# Gegeven tekst:
* * *

ECLI:NL:RVS:2004:AO5747

Raad van State

Datum uitspraak
17 maart 2004
Publicatiedatum
4 april 2013
Zaaknummer
200305428/1
Instantie
Raad van State
Type
Uitspraak
Rechtsgebied
Bestuursrecht
Procedures
  • Eerste aanleg - meervoudig
Rechters
  • R.J. Hoekstra
  • R.H. Lauwaars
  • A. Kosto
Vindplaatsen
  • Rechtspraak.nl
AI samenvatting door LexboostAutomatisch gegenereerd

Weigering aanwijzing speciale beschermingszone voor de Dwerggans in Nederland

In deze zaak heeft de Raad van State op 17 maart 2004 uitspraak gedaan over de weigering van de Minister van Landbouw, Natuur en Voedselkwaliteit om het gebied "De Abtskolk-De Putten" aan te wijzen als speciale beschermingszone (SBZ) voor de Dwerggans. De stichting "Stichting De Faunabescherming" had beroep ingesteld tegen het besluit van 21 maart 2003, waarin de minister de aanvraag van appellante om het gebied aan te wijzen als SBZ had afgewezen. De minister stelde dat de Dwergganzen in Nederland voornamelijk afkomstig zijn uit een Zweeds herintroductieprogramma en daarom niet tot een natuurlijk in het wild levende populatie behoren. Appellante betwistte deze stelling en voerde aan dat de aanwezigheid van Dwergganzen in Nederland voldoende reden was om het gebied als SBZ aan te wijzen.

De Afdeling bestuursrechtspraak overwoog dat de Vogelrichtlijn de verplichting oplegt om speciale beschermingszones aan te wijzen voor in het wild levende vogelsoorten, ongeacht hun herkomst. De Afdeling oordeelde dat de minister niet had aangetoond dat het gebied niet voldeed aan de criteria voor aanwijzing als SBZ. De Afdeling vernietigde het besluit van de minister en oordeelde dat de minister opnieuw moest beslissen op het verzoek van appellante. Tevens werd de minister veroordeeld in de proceskosten van appellante.

De uitspraak benadrukt de verplichtingen van de lidstaten onder de Vogelrichtlijn en de noodzaak om zorgvuldig om te gaan met de aanwijzing van beschermde gebieden voor vogelsoorten, ongeacht hun herkomst of genetische status. De uitspraak heeft implicaties voor de bescherming van de Dwerggans en de uitvoering van de Natuurbeschermingswet.

Uitspraak

200305428/1.
Datum uitspraak: 17 maart 2004
AFDELING
BESTUURSRECHTSPRAAK
Uitspraak in het geding tussen:
de stichting "Stichting De Faunabescherming", gevestigd te Amstelveen,
appellante,
en
de Minister van Landbouw, Natuur en Voedselkwaliteit,
verweerder.

* * *

# Ruwe gegevens:
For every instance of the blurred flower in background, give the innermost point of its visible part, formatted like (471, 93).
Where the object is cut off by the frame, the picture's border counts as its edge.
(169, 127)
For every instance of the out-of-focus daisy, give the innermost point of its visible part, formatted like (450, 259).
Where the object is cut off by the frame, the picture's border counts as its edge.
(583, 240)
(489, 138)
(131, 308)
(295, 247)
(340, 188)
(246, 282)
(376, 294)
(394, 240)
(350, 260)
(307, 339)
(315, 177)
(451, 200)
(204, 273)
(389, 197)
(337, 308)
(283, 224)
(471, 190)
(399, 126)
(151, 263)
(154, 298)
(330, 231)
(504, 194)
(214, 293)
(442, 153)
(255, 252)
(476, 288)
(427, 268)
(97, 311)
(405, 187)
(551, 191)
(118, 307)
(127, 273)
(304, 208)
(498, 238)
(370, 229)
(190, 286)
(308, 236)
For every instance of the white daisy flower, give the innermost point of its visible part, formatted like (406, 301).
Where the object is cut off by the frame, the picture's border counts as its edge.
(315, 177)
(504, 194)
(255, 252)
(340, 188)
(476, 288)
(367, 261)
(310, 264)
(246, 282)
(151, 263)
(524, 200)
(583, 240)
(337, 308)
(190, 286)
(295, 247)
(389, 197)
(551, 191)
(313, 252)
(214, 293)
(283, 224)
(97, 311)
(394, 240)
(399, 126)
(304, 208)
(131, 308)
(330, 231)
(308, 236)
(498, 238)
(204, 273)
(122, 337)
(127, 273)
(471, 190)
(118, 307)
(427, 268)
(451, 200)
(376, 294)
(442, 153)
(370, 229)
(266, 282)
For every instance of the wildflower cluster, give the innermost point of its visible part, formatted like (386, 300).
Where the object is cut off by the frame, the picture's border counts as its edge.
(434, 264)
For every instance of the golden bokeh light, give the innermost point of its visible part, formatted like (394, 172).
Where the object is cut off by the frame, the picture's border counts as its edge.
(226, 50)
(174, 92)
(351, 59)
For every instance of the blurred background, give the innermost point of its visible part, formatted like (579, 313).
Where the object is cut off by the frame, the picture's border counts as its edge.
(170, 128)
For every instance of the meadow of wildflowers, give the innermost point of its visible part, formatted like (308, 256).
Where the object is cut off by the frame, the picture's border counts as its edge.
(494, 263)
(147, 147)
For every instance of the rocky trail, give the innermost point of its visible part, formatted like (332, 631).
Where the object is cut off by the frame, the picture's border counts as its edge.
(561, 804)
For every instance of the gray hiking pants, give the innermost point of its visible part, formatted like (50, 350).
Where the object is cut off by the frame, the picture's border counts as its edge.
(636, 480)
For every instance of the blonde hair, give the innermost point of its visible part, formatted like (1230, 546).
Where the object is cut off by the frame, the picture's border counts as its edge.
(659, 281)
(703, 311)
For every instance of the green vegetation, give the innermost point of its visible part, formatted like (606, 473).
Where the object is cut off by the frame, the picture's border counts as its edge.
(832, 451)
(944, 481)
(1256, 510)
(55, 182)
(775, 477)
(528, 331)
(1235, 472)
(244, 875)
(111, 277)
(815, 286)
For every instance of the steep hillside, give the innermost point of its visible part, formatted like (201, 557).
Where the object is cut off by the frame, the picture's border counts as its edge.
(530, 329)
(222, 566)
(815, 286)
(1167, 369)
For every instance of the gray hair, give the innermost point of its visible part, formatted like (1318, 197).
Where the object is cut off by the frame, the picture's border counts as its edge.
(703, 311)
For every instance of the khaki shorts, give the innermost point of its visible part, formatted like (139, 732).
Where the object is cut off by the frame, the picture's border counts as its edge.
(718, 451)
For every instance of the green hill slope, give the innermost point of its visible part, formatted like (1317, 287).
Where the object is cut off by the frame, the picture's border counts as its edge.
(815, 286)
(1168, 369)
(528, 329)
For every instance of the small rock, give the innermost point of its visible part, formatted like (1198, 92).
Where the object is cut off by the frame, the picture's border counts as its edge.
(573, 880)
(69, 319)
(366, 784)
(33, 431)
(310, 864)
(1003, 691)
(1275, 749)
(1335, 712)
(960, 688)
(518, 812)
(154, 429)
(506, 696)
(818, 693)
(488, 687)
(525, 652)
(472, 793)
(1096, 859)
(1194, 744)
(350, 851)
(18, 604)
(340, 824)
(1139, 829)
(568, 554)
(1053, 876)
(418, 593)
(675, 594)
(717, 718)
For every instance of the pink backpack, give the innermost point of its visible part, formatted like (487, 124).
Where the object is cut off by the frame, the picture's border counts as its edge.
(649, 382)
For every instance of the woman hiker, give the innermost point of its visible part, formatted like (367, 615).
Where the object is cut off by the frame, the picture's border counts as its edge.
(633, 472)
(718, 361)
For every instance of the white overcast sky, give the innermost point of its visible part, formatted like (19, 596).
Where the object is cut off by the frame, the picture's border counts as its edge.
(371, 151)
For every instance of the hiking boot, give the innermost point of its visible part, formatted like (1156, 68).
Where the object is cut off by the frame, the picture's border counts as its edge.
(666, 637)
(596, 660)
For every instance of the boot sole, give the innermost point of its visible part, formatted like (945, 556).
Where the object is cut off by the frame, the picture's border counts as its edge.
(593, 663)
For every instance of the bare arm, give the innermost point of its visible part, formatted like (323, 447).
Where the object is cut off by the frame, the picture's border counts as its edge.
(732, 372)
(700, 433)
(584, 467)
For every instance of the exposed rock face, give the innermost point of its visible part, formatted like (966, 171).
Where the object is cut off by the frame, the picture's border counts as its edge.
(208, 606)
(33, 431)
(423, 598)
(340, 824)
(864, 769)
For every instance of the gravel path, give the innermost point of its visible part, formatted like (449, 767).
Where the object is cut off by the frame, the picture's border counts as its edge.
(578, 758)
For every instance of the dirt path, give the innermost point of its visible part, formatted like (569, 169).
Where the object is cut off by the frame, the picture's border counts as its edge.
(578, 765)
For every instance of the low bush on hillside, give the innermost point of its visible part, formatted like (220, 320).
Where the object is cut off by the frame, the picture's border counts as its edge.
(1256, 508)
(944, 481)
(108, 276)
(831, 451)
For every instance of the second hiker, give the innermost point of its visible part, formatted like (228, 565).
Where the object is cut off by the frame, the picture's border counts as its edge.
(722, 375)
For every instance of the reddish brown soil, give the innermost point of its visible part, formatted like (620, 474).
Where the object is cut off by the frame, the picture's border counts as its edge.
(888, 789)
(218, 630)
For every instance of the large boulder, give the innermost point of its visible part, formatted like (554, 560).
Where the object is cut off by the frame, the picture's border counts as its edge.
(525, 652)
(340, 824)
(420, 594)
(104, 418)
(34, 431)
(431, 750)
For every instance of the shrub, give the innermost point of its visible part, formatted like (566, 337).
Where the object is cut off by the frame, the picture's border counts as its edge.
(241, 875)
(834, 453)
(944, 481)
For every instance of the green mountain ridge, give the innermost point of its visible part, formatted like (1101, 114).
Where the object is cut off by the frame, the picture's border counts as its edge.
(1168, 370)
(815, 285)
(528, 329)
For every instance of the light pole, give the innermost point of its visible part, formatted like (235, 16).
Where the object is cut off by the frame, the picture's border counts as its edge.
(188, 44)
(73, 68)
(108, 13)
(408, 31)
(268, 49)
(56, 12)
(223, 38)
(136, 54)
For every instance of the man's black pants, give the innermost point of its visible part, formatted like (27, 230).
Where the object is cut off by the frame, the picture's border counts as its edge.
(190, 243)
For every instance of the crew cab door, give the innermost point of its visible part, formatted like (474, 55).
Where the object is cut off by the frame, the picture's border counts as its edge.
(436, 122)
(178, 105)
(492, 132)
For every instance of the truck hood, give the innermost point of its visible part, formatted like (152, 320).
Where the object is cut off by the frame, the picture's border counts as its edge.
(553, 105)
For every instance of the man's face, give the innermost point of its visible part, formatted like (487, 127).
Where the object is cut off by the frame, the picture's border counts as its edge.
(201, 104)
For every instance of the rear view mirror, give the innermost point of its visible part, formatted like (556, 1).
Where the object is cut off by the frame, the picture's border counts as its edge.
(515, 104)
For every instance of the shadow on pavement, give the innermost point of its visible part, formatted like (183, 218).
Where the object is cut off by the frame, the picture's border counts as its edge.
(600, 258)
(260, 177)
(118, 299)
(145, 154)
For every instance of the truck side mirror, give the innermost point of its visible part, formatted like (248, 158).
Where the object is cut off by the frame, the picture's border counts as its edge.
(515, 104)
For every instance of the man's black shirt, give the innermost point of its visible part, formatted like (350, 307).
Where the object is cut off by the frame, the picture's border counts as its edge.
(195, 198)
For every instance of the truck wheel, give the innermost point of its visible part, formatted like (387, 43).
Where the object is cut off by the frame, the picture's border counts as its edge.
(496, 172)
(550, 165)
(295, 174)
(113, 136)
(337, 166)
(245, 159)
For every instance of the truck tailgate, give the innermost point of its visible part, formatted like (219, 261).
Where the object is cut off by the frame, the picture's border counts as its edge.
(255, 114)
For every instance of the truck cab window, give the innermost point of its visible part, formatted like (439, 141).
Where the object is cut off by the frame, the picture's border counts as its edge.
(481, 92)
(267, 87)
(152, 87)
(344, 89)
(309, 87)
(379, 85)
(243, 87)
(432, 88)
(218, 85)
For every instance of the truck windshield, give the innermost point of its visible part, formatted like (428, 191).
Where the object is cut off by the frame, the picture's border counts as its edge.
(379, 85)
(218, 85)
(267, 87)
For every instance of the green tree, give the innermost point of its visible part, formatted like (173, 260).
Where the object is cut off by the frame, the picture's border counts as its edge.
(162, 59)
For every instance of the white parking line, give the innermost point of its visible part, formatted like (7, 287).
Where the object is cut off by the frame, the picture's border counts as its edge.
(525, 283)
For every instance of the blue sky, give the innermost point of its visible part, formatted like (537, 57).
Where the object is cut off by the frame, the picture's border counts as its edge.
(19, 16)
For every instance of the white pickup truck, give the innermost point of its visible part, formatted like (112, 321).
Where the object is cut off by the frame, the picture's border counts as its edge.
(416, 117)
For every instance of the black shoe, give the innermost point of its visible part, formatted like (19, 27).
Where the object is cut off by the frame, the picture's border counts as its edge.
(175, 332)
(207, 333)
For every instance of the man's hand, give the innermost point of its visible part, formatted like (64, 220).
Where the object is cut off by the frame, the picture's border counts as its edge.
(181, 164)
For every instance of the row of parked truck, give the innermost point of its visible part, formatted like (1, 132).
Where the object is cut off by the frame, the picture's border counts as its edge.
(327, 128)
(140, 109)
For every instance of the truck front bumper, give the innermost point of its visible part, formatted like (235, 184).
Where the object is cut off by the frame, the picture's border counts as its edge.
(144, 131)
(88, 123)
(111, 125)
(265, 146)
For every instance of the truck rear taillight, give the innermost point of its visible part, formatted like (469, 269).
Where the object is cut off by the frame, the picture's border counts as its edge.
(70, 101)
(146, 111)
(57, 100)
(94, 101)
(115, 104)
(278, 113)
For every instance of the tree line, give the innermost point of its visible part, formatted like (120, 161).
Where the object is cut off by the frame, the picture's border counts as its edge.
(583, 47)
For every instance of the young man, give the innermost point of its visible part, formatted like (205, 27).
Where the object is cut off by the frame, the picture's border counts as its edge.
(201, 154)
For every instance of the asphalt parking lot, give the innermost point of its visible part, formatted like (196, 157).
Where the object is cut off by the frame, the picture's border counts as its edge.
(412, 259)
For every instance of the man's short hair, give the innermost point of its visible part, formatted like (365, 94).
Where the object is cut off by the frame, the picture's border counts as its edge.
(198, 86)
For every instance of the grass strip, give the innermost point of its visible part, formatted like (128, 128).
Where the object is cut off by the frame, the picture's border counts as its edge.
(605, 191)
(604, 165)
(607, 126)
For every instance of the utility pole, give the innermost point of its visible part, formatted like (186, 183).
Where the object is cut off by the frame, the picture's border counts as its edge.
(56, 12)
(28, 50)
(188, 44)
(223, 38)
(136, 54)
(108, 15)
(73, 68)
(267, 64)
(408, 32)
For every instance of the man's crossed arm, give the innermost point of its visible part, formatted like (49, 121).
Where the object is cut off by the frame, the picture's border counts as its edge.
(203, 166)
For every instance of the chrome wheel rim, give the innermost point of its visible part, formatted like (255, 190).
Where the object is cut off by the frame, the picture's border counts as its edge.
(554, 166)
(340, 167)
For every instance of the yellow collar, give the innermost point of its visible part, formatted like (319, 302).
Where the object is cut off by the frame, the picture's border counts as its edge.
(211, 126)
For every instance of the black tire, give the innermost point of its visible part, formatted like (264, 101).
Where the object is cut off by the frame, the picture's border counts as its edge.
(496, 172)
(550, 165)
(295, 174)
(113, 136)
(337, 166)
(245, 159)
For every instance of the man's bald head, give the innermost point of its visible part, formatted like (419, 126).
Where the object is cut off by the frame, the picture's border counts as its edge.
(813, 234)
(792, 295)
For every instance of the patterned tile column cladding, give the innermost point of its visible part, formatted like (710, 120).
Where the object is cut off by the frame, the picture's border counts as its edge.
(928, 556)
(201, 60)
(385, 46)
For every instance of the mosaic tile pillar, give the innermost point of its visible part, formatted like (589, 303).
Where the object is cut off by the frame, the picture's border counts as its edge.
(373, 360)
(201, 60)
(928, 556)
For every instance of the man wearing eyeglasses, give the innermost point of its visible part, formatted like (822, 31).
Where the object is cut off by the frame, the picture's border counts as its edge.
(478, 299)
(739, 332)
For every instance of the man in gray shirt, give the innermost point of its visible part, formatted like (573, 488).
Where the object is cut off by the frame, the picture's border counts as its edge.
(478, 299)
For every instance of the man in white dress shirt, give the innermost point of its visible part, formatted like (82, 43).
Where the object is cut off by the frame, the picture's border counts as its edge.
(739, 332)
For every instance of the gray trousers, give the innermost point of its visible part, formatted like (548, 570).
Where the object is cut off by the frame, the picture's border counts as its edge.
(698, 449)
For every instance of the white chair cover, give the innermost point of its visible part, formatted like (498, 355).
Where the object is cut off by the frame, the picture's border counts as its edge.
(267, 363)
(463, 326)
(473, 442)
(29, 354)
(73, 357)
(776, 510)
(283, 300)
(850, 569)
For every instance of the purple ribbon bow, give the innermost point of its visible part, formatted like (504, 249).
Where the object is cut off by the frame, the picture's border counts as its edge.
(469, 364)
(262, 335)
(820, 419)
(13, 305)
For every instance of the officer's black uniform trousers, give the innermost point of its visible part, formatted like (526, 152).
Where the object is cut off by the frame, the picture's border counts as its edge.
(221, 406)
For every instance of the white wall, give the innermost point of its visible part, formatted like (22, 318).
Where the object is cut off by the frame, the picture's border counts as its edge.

* * *

# Opdracht:
Schrijf uit de uitspraak over de Dwerggans letterlijk het stuk over dat begint bij de woorden "De Afdeling bestuursrechtspraak" en stop na "van de Natuurbeschermingswet.".

# Uitwerking:
De Afdeling bestuursrechtspraak overwoog dat de Vogelrichtlijn de verplichting oplegt om speciale beschermingszones aan te wijzen voor in het wild levende vogelsoorten, ongeacht hun herkomst. De Afdeling oordeelde dat de minister niet had aangetoond dat het gebied niet voldeed aan de criteria voor aanwijzing als SBZ. De Afdeling vernietigde het besluit van de minister en oordeelde dat de minister opnieuw moest beslissen op het verzoek van appellante. Tevens werd de minister veroordeeld in de proceskosten van appellante.

De uitspraak benadrukt de verplichtingen van de lidstaten onder de Vogelrichtlijn en de noodzaak om zorgvuldig om te gaan met de aanwijzing van beschermde gebieden voor vogelsoorten, ongeacht hun herkomst of genetische status. De uitspraak heeft implicaties voor de bescherming van de Dwerggans en de uitvoering van de Natuurbeschermingswet.